◆ Exercise requirements
Locate each line in the items below that contains the string "green", matching case exactly, and copy every such line.
___ Dataset records
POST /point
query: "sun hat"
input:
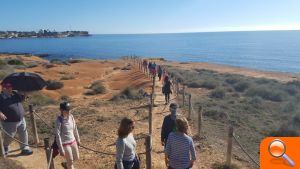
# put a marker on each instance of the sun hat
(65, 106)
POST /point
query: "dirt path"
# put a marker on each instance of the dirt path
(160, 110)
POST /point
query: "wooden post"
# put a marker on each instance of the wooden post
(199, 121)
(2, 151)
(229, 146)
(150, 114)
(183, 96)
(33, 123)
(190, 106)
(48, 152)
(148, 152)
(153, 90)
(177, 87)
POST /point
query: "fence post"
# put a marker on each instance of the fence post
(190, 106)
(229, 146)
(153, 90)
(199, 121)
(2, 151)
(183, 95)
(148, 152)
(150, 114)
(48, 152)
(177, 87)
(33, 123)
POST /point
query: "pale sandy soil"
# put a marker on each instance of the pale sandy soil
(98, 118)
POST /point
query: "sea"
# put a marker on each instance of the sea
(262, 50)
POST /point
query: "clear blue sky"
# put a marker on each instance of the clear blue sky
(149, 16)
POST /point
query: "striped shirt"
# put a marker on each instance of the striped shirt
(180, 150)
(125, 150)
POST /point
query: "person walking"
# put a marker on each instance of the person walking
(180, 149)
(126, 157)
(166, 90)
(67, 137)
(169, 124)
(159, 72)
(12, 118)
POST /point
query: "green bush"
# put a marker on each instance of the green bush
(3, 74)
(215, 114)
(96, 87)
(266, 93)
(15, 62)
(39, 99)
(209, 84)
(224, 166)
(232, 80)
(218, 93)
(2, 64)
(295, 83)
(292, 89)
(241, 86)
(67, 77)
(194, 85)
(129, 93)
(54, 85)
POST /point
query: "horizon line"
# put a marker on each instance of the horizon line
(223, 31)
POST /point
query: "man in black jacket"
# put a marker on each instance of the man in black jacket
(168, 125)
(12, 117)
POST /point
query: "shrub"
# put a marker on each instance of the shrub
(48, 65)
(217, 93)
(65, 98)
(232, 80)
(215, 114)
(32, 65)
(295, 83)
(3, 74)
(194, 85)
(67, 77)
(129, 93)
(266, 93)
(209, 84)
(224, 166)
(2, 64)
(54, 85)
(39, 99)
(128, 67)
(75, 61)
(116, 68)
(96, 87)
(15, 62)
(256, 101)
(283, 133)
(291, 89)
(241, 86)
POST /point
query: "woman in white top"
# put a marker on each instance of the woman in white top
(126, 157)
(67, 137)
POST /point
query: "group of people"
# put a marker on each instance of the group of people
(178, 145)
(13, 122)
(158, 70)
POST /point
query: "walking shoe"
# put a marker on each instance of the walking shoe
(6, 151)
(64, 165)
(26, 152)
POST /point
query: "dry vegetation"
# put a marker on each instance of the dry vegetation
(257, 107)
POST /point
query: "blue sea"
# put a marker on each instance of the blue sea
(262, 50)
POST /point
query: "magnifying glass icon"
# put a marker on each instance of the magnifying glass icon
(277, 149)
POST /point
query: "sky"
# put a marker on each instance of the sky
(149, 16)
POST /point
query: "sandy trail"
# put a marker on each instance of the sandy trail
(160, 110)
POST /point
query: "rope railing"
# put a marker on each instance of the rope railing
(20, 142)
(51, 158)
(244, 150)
______
___ Dataset records
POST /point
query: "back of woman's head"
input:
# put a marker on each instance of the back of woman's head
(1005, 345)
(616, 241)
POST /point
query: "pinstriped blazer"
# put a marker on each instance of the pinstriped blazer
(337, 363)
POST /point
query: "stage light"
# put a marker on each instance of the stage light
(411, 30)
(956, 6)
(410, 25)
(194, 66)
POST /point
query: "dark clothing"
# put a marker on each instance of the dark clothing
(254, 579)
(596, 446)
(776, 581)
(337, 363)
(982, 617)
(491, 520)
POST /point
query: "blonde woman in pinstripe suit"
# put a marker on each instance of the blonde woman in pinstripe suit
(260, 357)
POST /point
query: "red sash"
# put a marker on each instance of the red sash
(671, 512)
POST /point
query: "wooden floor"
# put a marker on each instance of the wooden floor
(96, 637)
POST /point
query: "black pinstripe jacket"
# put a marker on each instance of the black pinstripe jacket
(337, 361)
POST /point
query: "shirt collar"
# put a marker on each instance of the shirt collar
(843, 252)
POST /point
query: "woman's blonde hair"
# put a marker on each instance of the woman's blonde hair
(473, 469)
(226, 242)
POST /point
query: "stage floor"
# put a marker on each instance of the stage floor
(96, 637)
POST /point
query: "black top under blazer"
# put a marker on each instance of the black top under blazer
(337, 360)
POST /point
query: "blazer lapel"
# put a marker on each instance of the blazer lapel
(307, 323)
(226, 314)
______
◆ Result
query: "green bush"
# put a marker on each instance of the green bush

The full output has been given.